[BEGIN Provided data]
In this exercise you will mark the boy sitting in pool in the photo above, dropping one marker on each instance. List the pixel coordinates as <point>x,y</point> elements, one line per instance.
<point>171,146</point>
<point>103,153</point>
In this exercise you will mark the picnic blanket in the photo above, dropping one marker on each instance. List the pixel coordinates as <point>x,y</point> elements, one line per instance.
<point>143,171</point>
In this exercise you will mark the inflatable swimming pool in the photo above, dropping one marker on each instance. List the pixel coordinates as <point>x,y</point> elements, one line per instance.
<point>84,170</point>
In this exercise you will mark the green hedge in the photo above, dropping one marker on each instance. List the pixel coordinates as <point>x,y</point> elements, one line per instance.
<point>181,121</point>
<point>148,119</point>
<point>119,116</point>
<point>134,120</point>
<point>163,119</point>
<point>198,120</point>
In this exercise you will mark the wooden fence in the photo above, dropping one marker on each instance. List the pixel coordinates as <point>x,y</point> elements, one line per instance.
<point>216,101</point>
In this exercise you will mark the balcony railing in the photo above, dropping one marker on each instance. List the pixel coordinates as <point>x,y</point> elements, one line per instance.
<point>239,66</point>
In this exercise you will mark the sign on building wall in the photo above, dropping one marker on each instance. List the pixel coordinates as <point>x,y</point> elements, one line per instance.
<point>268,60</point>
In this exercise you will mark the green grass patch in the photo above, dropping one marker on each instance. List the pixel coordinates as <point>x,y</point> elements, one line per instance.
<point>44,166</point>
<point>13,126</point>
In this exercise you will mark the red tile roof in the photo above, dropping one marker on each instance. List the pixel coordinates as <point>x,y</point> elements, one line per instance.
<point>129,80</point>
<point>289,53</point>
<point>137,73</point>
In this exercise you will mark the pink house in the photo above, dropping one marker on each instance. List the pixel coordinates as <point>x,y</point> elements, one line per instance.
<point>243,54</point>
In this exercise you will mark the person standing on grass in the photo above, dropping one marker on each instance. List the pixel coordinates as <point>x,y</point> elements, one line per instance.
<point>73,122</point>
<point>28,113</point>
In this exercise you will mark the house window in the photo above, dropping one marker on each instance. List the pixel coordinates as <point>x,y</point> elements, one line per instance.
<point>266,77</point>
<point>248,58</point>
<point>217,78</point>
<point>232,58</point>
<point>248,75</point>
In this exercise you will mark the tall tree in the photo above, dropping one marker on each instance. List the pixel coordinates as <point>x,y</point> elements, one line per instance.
[END Provided data]
● **Exercise task**: Rewrite all the records above, putting "pin" wherever "marker" appears and leaving everything else the same.

● **Result of the exercise**:
In this exercise you will mark the boy sitting in pool in the photo above, dropping one pin on each instance. List the pixel coordinates as <point>x,y</point> elements, one line per instance.
<point>171,146</point>
<point>103,153</point>
In this exercise you will mark the picnic blanket in the photo above, dropping one pin on each instance. List the pixel coordinates as <point>x,y</point> elements, one line per instance.
<point>143,171</point>
In this exercise you will mark the inflatable swimming pool in the photo above, dropping one pin on each instance. List the pixel coordinates as <point>x,y</point> elements, one line per instance.
<point>84,170</point>
In this exercise you will mark the green hedge in the photo above, dropping one pin on each instance. List the pixel coordinates as <point>x,y</point> elements, one line per instance.
<point>181,121</point>
<point>148,119</point>
<point>119,116</point>
<point>134,120</point>
<point>163,119</point>
<point>198,120</point>
In this exercise you will mark the wooden fence in the photo above, dropping one pin on each instance. List the pixel coordinates as <point>x,y</point> elements, one line per instance.
<point>216,101</point>
In this exercise you will mark the balcony railing in the photo above, dropping one pin on each instance. List the pixel coordinates as <point>x,y</point> elements, one line per instance.
<point>239,66</point>
In this exercise you will mark the sign on building wall in the photo above, dropping one pin on each instance. List the pixel coordinates as <point>x,y</point> elements, one line per instance.
<point>268,60</point>
In this exercise you will mark the green grass patch in the photo above, dropping one pin on each instance. List the pixel coordinates as <point>x,y</point> elements, one line per instance.
<point>44,166</point>
<point>13,126</point>
In this exercise you will mark the red tile roof in the photo above, dropping one pin on each instance. List the pixel coordinates as <point>x,y</point> elements, one line per instance.
<point>129,80</point>
<point>289,53</point>
<point>137,73</point>
In this exercise you will mark the pink house in the photo above, dropping one pin on each instance. List the pixel coordinates as <point>x,y</point> elements, one line per instance.
<point>243,54</point>
In this exercise you will mark the person standing on grass in the photo above, dropping one pin on each instance. List the pixel coordinates as <point>x,y</point> elements, one line per instance.
<point>73,122</point>
<point>28,113</point>
In this exercise you will mark the house window in the photo above, dropping one pin on each instance. List the pixel coordinates as <point>x,y</point> elements, one line per instance.
<point>266,77</point>
<point>248,58</point>
<point>217,78</point>
<point>232,58</point>
<point>248,75</point>
In this exercise you will mark the tall tree in the photo above, dropping one pin on each instance. List the pixel coordinates as <point>x,y</point> elements, one line per instance.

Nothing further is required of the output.